Your task
Transcribe word for word each line from the one containing "the green leaf" to the final line of the data, both included. Skip the pictures.

Supplied records
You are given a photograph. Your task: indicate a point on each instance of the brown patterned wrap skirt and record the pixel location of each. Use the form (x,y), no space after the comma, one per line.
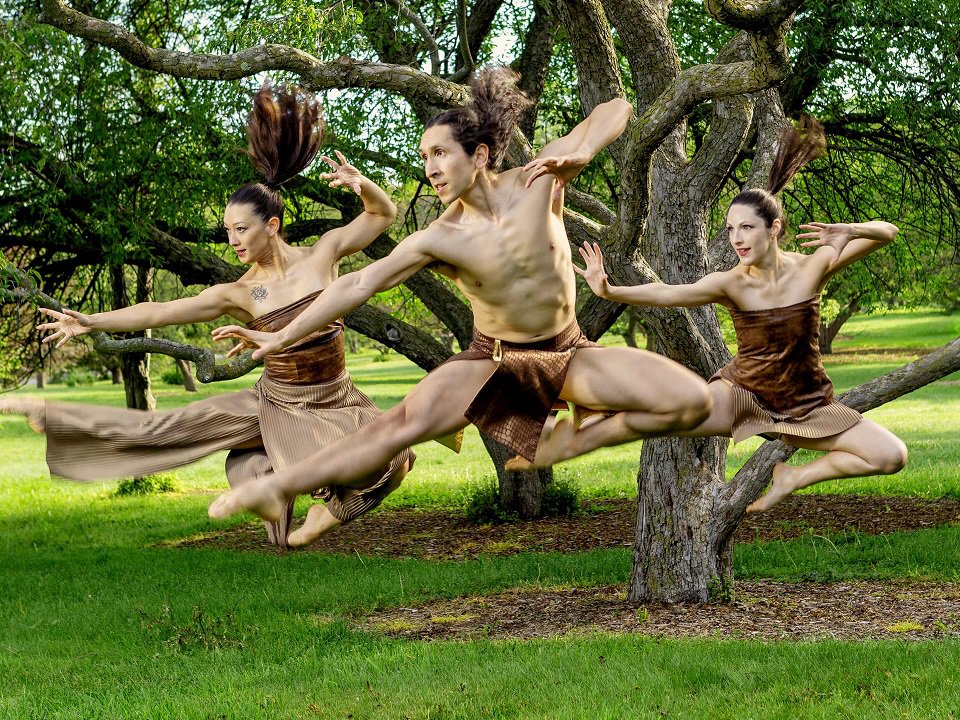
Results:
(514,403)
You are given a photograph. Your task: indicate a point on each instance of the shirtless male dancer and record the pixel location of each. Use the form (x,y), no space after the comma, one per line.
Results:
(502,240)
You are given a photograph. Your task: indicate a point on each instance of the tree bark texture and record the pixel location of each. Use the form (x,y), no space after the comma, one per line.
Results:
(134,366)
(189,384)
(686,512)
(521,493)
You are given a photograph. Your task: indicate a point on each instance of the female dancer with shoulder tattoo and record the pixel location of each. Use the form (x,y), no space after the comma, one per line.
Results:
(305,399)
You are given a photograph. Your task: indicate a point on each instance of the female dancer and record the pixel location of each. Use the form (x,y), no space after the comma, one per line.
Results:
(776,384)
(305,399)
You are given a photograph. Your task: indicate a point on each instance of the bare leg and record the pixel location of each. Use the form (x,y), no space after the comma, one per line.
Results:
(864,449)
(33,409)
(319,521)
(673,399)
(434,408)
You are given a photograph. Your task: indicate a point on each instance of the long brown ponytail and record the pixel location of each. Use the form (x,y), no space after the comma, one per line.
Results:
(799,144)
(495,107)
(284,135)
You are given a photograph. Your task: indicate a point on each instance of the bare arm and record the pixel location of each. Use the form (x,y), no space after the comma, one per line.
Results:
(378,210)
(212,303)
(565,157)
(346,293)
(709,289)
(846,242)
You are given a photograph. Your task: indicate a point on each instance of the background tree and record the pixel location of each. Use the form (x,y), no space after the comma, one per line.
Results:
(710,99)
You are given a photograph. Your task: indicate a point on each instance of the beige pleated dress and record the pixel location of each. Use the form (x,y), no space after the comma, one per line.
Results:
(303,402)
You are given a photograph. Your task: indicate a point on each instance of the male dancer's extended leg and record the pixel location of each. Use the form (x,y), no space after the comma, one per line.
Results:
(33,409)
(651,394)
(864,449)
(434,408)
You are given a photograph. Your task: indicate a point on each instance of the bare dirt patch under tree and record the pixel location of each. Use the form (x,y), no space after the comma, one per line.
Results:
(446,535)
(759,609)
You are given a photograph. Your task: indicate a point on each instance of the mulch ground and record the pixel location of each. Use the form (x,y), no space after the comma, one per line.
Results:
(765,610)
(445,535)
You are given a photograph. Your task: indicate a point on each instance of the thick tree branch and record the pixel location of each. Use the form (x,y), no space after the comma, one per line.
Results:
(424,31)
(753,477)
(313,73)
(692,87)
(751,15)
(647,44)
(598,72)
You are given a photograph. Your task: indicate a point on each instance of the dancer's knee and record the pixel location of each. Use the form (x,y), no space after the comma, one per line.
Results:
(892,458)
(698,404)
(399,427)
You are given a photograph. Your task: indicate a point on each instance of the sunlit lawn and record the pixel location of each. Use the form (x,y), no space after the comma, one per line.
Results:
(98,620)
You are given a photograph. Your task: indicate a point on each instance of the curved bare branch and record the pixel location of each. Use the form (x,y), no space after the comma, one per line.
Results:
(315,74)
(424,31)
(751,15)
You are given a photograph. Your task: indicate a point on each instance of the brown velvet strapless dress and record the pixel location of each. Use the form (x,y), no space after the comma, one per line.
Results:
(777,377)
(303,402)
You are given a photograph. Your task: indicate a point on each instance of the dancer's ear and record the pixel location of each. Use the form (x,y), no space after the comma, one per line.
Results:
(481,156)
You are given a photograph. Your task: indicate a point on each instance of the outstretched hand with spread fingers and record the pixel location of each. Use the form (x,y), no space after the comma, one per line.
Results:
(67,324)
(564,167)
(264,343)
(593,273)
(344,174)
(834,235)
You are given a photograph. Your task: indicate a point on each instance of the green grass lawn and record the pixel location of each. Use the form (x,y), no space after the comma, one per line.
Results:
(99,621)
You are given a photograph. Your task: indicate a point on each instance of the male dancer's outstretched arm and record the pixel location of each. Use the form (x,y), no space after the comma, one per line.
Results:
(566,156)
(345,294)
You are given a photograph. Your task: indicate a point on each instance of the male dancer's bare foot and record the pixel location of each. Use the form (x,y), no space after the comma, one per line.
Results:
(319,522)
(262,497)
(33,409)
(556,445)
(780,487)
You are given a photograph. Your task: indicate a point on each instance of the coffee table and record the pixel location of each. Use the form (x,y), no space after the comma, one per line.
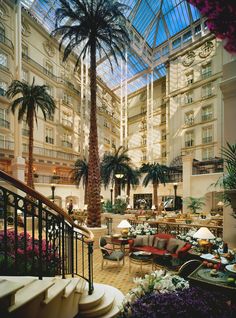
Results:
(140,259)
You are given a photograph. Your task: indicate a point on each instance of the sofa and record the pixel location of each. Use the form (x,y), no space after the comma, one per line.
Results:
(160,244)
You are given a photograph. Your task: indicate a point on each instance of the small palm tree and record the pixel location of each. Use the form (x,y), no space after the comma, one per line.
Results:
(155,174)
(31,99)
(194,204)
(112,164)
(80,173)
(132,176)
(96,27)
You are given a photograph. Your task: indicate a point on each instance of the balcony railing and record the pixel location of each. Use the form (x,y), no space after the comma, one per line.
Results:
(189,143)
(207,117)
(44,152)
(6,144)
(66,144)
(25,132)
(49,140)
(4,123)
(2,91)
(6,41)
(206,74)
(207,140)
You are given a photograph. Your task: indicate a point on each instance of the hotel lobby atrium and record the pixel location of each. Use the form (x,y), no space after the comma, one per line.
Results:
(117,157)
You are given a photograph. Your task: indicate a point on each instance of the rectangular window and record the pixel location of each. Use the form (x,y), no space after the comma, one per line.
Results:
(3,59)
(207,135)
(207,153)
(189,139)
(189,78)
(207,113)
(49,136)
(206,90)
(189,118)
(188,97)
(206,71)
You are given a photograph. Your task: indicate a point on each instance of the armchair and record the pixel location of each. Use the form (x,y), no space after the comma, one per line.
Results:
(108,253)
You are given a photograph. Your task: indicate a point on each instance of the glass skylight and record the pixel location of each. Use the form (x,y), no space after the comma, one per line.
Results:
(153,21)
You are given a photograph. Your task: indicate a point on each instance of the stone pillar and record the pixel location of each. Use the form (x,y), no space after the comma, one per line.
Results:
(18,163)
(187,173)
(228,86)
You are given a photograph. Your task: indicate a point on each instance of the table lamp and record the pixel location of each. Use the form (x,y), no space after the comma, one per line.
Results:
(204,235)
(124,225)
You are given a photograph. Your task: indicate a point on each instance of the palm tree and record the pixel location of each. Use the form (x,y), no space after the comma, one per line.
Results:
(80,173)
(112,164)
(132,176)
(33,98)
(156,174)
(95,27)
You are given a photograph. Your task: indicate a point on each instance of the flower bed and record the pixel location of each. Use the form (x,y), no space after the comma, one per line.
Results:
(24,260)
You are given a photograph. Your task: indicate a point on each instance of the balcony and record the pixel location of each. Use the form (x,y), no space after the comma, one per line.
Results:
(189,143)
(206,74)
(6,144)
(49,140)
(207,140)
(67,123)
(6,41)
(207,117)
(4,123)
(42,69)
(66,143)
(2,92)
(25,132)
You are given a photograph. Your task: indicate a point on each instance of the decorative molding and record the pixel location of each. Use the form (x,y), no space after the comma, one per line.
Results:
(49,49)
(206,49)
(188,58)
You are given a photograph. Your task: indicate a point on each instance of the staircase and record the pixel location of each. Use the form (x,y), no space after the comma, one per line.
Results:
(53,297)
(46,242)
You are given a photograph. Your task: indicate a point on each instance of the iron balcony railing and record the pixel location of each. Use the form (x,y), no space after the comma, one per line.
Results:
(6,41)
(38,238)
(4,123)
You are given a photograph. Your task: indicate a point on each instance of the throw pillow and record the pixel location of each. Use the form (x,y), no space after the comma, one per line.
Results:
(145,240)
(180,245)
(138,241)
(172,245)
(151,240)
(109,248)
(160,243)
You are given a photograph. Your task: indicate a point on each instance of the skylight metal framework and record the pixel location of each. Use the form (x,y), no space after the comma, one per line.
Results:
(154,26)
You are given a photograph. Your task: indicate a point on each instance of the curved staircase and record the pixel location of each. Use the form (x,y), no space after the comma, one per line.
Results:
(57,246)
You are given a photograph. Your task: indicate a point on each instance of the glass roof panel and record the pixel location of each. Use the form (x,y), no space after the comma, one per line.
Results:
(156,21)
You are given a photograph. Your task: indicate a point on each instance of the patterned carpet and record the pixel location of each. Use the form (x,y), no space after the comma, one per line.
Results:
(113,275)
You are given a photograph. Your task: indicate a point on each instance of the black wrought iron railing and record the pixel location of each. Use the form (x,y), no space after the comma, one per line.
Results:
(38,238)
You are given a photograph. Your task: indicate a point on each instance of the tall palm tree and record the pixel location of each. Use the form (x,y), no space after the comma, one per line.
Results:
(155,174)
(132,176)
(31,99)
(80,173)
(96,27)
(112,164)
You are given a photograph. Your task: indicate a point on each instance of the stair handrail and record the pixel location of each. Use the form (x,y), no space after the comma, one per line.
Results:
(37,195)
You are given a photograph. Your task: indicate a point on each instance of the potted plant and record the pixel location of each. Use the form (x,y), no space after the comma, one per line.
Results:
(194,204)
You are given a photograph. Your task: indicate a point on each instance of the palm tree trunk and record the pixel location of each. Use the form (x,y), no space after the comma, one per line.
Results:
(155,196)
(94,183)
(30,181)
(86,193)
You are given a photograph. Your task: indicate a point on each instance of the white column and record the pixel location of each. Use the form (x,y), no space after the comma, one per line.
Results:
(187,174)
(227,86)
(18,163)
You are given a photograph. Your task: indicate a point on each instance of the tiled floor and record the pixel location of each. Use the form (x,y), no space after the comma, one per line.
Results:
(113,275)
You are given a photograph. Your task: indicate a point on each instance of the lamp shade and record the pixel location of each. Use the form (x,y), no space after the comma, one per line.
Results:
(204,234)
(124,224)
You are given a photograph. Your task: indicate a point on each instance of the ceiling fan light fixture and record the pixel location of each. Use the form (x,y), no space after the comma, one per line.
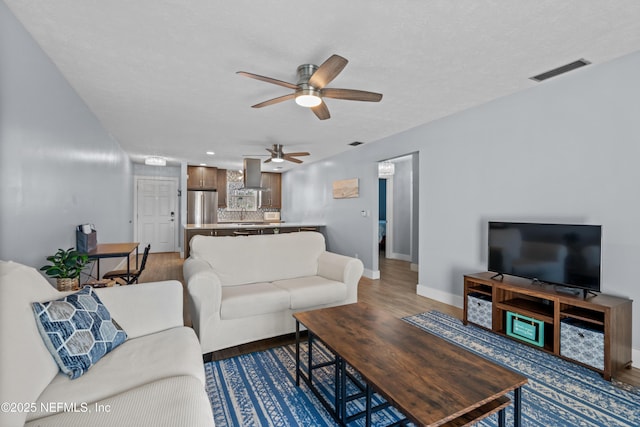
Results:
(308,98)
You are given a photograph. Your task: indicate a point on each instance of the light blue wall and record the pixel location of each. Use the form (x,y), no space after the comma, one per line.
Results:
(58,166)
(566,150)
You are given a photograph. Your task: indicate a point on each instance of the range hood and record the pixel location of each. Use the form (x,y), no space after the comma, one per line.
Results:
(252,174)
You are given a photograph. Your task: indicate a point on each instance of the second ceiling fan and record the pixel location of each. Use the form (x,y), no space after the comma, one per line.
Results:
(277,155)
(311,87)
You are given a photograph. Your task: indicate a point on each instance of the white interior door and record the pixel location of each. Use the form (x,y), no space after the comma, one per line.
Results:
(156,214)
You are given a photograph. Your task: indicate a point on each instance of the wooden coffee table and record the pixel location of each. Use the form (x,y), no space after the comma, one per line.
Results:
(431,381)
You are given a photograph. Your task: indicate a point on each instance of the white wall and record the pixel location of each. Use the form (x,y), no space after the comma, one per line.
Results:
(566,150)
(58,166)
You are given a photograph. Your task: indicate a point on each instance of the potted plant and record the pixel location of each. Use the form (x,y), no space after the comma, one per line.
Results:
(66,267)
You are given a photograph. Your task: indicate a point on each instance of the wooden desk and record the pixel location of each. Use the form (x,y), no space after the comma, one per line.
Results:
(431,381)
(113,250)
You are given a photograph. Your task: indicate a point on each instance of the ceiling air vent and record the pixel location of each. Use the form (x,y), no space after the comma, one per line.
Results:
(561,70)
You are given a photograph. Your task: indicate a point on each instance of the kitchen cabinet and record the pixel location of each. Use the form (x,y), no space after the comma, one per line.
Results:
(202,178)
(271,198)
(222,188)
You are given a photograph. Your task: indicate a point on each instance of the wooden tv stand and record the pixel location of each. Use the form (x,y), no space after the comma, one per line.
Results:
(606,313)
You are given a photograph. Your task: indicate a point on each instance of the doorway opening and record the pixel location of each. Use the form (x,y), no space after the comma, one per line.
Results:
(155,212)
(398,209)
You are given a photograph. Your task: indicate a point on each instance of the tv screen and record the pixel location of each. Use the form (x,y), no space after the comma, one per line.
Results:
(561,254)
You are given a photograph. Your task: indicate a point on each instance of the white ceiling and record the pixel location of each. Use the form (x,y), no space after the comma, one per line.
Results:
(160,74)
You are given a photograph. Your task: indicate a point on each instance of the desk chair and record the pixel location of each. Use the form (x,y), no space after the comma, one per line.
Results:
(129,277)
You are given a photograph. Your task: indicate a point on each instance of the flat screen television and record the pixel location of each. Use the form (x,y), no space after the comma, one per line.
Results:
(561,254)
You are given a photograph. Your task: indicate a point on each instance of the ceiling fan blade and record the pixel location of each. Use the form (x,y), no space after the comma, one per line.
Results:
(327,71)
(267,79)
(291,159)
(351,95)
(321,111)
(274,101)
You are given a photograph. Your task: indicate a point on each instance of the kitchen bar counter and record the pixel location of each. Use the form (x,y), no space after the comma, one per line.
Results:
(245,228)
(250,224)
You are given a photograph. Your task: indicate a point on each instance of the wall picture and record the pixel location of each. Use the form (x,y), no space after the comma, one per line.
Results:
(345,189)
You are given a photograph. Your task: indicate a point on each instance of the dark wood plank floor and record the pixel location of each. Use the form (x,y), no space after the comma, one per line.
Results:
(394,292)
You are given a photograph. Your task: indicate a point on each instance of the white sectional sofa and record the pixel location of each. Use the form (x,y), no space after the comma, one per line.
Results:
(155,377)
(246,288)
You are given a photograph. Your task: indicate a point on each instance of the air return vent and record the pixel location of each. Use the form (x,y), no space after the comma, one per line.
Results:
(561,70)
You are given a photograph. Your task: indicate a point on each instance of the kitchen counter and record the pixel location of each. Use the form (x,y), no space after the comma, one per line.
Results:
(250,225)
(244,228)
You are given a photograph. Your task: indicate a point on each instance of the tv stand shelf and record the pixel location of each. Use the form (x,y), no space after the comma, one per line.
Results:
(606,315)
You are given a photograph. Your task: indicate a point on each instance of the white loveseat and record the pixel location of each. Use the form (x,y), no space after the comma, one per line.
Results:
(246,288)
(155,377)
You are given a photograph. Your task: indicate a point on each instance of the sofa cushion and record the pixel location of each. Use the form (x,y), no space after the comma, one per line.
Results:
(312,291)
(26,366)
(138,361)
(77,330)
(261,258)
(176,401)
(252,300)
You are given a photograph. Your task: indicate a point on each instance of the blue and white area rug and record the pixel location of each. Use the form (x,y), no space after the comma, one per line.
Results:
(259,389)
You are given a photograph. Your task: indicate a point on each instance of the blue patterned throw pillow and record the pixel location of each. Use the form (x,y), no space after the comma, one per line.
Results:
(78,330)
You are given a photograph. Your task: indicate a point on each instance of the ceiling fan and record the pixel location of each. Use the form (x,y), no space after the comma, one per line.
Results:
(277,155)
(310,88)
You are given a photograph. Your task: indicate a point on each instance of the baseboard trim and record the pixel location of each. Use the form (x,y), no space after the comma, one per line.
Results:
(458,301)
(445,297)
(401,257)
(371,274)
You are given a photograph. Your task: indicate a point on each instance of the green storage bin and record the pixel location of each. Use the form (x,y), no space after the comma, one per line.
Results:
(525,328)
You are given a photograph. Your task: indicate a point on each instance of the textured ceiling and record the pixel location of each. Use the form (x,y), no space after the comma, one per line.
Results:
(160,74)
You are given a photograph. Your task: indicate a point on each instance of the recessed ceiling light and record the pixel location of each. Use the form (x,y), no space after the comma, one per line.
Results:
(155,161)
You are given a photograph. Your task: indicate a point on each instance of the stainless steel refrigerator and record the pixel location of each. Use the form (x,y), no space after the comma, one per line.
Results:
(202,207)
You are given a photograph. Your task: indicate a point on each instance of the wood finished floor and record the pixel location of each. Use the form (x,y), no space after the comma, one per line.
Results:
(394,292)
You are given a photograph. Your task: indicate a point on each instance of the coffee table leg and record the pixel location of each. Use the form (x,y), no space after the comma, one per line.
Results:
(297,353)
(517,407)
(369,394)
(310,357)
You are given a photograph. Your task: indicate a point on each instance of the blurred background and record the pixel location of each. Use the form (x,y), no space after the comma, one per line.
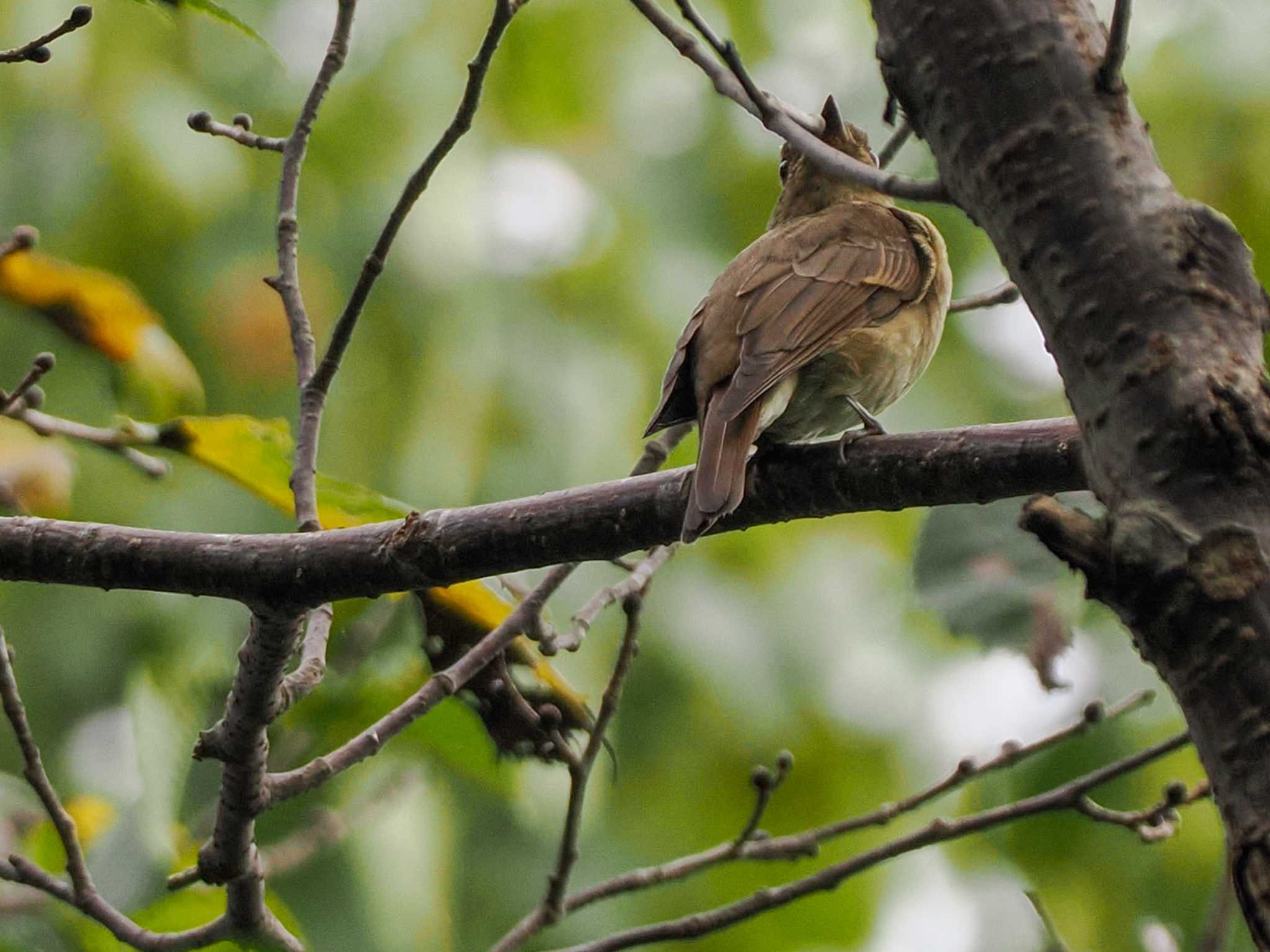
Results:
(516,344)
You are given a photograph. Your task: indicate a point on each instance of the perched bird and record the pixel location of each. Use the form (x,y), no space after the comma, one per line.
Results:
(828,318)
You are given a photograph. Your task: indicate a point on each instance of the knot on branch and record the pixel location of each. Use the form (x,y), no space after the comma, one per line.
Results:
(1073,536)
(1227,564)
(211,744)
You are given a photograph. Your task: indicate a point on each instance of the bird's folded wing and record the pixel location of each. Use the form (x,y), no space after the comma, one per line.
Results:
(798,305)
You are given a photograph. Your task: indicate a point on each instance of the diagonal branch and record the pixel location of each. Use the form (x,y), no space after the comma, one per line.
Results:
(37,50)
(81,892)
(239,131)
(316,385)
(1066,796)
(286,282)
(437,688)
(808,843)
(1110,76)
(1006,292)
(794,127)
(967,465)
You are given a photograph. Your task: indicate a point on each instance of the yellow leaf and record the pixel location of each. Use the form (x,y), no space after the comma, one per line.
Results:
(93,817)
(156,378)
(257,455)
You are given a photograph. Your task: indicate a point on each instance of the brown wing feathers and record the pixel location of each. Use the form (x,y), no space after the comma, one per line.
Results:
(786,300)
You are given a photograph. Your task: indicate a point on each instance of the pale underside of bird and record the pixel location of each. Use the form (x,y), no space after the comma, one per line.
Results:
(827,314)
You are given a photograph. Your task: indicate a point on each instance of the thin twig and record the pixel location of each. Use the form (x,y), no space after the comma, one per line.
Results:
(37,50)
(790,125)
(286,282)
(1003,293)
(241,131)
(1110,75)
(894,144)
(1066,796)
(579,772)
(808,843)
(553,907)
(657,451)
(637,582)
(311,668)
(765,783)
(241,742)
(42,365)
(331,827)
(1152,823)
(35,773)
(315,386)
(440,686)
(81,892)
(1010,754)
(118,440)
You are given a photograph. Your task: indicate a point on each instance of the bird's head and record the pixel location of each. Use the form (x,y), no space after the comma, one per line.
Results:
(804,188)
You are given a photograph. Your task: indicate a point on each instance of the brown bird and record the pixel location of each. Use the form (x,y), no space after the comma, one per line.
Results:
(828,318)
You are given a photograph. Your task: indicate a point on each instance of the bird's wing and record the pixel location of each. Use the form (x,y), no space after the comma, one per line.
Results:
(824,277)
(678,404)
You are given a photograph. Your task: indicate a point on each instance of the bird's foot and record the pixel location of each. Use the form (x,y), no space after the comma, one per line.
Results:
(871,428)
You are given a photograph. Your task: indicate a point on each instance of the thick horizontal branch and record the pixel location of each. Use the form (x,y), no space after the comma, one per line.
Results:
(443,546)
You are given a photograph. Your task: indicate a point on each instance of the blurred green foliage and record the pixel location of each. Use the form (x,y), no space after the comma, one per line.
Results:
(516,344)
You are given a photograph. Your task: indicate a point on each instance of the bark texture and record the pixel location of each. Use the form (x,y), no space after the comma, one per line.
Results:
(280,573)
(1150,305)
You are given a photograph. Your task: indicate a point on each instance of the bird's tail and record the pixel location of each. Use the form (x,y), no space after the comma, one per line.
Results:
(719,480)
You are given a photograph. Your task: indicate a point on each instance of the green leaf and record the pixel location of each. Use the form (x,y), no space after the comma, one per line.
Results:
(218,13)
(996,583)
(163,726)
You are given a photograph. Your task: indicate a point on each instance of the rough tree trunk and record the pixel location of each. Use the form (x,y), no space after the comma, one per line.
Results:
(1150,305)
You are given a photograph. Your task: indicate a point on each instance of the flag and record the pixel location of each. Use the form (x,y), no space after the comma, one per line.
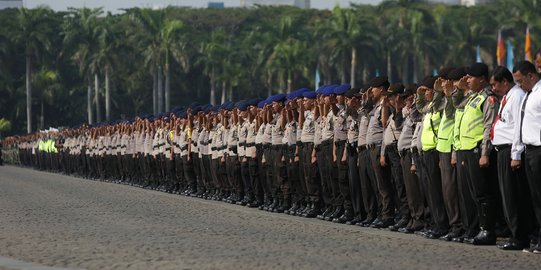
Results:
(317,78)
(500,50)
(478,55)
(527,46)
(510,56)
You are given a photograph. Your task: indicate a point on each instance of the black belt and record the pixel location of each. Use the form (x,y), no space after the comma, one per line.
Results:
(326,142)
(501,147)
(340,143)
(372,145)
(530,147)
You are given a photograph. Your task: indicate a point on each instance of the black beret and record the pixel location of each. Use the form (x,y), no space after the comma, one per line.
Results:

Worked answer
You are given a photograph. Your task: indicate a point on each instance of the green leaf and record the pixel location of each. Use the form (x,y), no space after the comma, one per line.
Results:
(218,13)
(996,583)
(163,726)
You are given a photograph. Your task: indicate a point on each instance of the rough tree trunk and record the pixel location of each. Use the form (x,y), no space after the comma, one per line.
Results:
(1150,305)
You are given a photograph. Your task: indicate a point on each instance of the flag and record the pixel location of each. Use the form (x,y), no space after the comma, one per line.
Results:
(317,78)
(500,50)
(478,55)
(527,46)
(510,56)
You are given a photograph. Your task: indicate a point on each instance of the black belt and record the pixel location of each. Use the form (x,y), no space after the comma, one per line.
Results:
(326,142)
(501,147)
(340,143)
(372,145)
(530,147)
You are given a photograph. Your task: indicate a point on each instance of the black beret and record the pixel location of each. Use the form (x,y), no space after the comma, one per line.
Results:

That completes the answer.